[TO DO]: Give only the number of lines in the data that contain the word "walking".
-------- EXTRACTED MATERIAL
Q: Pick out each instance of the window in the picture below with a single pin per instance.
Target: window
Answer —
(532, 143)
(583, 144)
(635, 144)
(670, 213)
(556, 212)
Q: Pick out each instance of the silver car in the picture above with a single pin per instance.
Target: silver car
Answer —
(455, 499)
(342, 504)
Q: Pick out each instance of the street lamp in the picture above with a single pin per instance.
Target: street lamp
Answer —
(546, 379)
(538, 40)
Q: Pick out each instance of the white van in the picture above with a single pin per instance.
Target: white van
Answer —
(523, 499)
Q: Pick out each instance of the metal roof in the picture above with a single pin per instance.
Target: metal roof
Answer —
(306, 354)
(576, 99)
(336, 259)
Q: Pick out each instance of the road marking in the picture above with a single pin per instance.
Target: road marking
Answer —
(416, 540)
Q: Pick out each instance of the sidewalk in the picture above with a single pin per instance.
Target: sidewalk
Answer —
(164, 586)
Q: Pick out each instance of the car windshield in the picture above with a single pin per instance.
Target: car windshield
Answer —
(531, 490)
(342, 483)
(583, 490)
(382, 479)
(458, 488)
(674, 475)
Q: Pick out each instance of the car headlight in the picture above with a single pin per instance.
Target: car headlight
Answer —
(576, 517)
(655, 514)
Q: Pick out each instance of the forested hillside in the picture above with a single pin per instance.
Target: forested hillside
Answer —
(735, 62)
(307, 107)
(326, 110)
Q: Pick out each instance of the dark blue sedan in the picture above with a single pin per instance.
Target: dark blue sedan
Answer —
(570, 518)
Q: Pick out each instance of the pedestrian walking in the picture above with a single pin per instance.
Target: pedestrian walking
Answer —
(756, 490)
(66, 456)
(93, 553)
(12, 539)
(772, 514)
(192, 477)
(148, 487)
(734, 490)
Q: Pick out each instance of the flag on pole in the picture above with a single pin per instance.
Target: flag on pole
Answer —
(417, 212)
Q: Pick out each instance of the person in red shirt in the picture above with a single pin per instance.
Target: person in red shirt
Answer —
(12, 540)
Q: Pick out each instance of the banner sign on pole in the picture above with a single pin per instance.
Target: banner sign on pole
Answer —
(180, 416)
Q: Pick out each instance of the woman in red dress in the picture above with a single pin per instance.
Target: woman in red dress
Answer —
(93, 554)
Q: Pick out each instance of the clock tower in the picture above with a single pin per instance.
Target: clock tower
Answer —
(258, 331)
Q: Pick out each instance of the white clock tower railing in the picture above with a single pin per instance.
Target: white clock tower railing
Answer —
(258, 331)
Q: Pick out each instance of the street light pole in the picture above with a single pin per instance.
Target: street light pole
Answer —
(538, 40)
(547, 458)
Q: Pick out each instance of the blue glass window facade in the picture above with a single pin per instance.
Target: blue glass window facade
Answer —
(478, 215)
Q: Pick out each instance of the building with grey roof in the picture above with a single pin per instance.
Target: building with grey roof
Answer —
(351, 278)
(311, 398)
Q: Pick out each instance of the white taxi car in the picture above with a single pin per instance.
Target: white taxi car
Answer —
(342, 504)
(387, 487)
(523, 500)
----------------
[TASK OUTPUT]: 2